Format all of the data below as a JSON array of strings, with one string for each line and no entries for blank lines.

[START DATA SECTION]

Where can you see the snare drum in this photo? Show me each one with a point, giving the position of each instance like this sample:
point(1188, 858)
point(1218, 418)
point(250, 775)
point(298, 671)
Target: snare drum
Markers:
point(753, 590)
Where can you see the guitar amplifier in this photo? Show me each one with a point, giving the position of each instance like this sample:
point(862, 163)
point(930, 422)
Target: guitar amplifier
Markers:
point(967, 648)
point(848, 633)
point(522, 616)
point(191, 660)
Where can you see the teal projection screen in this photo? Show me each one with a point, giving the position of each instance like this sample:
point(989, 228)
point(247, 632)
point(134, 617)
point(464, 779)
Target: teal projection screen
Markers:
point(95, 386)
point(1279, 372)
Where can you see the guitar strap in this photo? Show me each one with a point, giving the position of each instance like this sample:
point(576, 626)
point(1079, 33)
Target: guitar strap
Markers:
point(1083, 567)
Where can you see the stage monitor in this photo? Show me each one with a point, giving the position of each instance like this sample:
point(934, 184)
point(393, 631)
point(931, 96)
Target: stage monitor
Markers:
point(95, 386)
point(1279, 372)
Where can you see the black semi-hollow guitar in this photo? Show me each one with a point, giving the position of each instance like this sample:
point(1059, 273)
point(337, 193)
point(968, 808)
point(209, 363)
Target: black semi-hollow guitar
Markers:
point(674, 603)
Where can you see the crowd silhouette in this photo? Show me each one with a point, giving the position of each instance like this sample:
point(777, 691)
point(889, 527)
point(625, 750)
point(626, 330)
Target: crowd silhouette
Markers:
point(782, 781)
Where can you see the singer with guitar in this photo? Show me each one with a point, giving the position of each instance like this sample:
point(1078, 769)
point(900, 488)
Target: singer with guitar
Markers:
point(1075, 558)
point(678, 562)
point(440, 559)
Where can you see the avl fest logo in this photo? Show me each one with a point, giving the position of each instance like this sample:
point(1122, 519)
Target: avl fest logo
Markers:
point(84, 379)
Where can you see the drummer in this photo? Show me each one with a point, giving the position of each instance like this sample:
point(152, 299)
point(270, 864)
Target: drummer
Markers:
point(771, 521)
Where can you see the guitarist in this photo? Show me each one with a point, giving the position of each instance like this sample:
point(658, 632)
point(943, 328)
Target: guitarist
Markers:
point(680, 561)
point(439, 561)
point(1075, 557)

[END DATA SECTION]

▶ _TASK RESULT_
[
  "Where can you see the snare drum in this photo? Show me each one with a point, giving the position of each instance like this sample:",
  "point(1188, 858)",
  "point(1218, 418)",
  "point(250, 775)",
  "point(298, 671)",
  "Target: snare drum",
  "Markers:",
  "point(753, 590)",
  "Where can you see the guitar amplifier in this photo? Show me each one with a point, giving the position of each instance like this sample:",
  "point(862, 163)",
  "point(930, 422)",
  "Target: guitar amplifier",
  "Markers:",
  "point(967, 648)",
  "point(848, 633)",
  "point(522, 616)",
  "point(191, 660)",
  "Where can you see the teal projection screen in this photo? Show me each one with a point, giving the position of each instance like this sample:",
  "point(989, 228)",
  "point(247, 632)",
  "point(134, 617)",
  "point(464, 779)",
  "Target: teal projection screen",
  "Markers:",
  "point(95, 386)",
  "point(1279, 372)",
  "Where can you see the guitar strap in this photo? Show me each one with a point, giving the position of each instance like this sample:",
  "point(576, 626)",
  "point(1079, 33)",
  "Target: guitar strap",
  "Markers:",
  "point(1083, 567)",
  "Where can you see the stage monitor in this photo? Show me each one with a point, giving the position of each instance like this sample:",
  "point(934, 184)",
  "point(393, 631)",
  "point(931, 96)",
  "Target: stage monitor",
  "Markers:",
  "point(95, 386)",
  "point(1279, 372)",
  "Where can you see the black semi-hollow guitar in this photo? Show me each one with a point, giving the position of each instance like this sample:",
  "point(1059, 273)",
  "point(337, 193)",
  "point(968, 808)",
  "point(209, 363)",
  "Target: black semi-hollow guitar",
  "Markers:",
  "point(674, 603)",
  "Where can you see the crowd silhouette in this photo? Show me each one with a point, giving the position of each instance like this sample:",
  "point(777, 691)",
  "point(889, 527)",
  "point(625, 750)",
  "point(626, 330)",
  "Target: crowd silhouette",
  "Markers:",
  "point(782, 781)",
  "Where can you see the singer with guitar in this photo? Show me each one with a point, giving the position of each instance like this sample:",
  "point(1078, 769)",
  "point(900, 488)",
  "Target: singer with guitar",
  "Markers:",
  "point(1075, 558)",
  "point(678, 562)",
  "point(440, 559)",
  "Where can you see the avl fest logo in this photo? Show me each one with a point, giving the position of each instance like this sample:",
  "point(1122, 519)",
  "Target: avl fest logo",
  "Markers:",
  "point(84, 379)",
  "Where can you see the drummer in this photo? Show me each one with a point, giving the position of each instance like this sample:",
  "point(152, 299)",
  "point(270, 864)",
  "Target: drummer",
  "Markers:",
  "point(771, 521)",
  "Where can you see the guitarist in this photo? Show me each one with a point, giving the position of each instance like this sample:",
  "point(658, 632)",
  "point(943, 328)",
  "Target: guitarist",
  "Markers:",
  "point(680, 561)",
  "point(439, 561)",
  "point(1075, 557)"
]